Given instruction 1. Output, word for word, the part of the passage on early programming careers that opens with the words containing "Rebecca, armed with" and closes with "to type up.".

Allen spent nearly fifteen years at Tektronix as a Software Engineer ultimately specializing in programming language design, implementation, and tooling.

Rebecca, armed with a newly minted CS degree, landed her first programming job as an Analyst Programmer II for the city of Vancouver, Washington. But she quickly moved on to something more challenging.

Rebecca: I spent 3 short months writing thousands of lines of water and sewage billing code in COBOL…No one read or tested my programs—I was given hand written specifications which I took as a starting point. I penciled in my programs on IBM COBOL coding forms and gave them to our keypunch operator to type up.

Rebecca was comfortable in this software environment, as her COBOL programming skills she had acquired in school transferred directly. But no one cared about her code: They didn’t even read it. She thought that if this was all there was to was the life of a COBOL programmer, there wasn’t much more to learn. Rebecca didn’t want to program in a vacuum: She wanted to work with people who programmed as a team. She wanted to grow her programming skills and liked learning new things, so she sought more challenges. After a few months writing COBOL Rebecca was recruited for a Software Evaluation Engineer job at Tektronix and jumped at the opportunity. She tested graphics libraries, terminals, and an early graphics workstation. A year later she became a full-fledged Software Engineer I and was assigned to single-handedly build a linking loader that supported multiple microprocessor architectures. She was routinely assigned to design and build things that were completely new to her.

Data to process.

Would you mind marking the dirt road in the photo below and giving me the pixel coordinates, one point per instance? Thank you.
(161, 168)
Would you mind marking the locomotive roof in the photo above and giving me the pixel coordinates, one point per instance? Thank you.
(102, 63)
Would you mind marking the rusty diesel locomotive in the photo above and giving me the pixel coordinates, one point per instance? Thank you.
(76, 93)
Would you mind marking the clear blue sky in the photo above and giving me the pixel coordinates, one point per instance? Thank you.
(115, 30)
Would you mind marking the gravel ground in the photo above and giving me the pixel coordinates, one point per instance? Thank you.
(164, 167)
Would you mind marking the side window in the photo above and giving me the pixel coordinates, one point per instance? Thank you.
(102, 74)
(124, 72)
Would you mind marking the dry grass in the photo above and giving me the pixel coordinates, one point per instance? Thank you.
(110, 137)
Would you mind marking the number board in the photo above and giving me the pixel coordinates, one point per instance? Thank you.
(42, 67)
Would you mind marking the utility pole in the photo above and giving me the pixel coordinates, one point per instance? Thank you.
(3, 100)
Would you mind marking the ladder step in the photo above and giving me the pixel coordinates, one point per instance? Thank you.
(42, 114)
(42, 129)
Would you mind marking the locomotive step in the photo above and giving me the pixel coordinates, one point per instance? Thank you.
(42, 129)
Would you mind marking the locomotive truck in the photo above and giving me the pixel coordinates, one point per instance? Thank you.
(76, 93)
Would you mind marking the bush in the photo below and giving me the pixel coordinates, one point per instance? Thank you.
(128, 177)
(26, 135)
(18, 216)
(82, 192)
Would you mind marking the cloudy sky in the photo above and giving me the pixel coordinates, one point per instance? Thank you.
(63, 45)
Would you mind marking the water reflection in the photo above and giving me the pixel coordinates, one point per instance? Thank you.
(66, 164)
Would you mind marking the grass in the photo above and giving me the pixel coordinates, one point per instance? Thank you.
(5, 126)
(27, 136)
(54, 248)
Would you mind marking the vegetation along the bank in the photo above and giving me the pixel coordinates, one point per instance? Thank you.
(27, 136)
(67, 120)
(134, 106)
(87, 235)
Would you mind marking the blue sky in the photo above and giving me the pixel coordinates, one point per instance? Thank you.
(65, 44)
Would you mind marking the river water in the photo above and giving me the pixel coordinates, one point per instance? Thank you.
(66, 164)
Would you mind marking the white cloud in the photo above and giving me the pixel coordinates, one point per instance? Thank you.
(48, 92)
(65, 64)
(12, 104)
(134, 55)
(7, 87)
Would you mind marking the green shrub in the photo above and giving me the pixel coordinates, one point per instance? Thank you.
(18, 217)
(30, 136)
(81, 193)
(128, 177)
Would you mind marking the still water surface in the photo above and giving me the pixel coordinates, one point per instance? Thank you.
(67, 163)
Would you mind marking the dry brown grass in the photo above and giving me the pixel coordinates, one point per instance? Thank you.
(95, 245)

Given instruction 2. Return, unaltered, the lines of the listing that start with the line containing "Would you mind marking the still" and run through the final line of the listing.

Correct output 1.
Rebecca, armed with a newly minted CS degree, landed her first programming job as an Analyst Programmer II for the city of Vancouver, Washington. But she quickly moved on to something more challenging.

Rebecca: I spent 3 short months writing thousands of lines of water and sewage billing code in COBOL…No one read or tested my programs—I was given hand written specifications which I took as a starting point. I penciled in my programs on IBM COBOL coding forms and gave them to our keypunch operator to type up.

Correct output 2.
Would you mind marking the still water surface in the photo above and giving me the pixel coordinates, one point per instance? Thank you.
(67, 163)
Would you mind marking the dry brown grass in the photo above and giving me the pixel coordinates, one point per instance? Thank you.
(95, 245)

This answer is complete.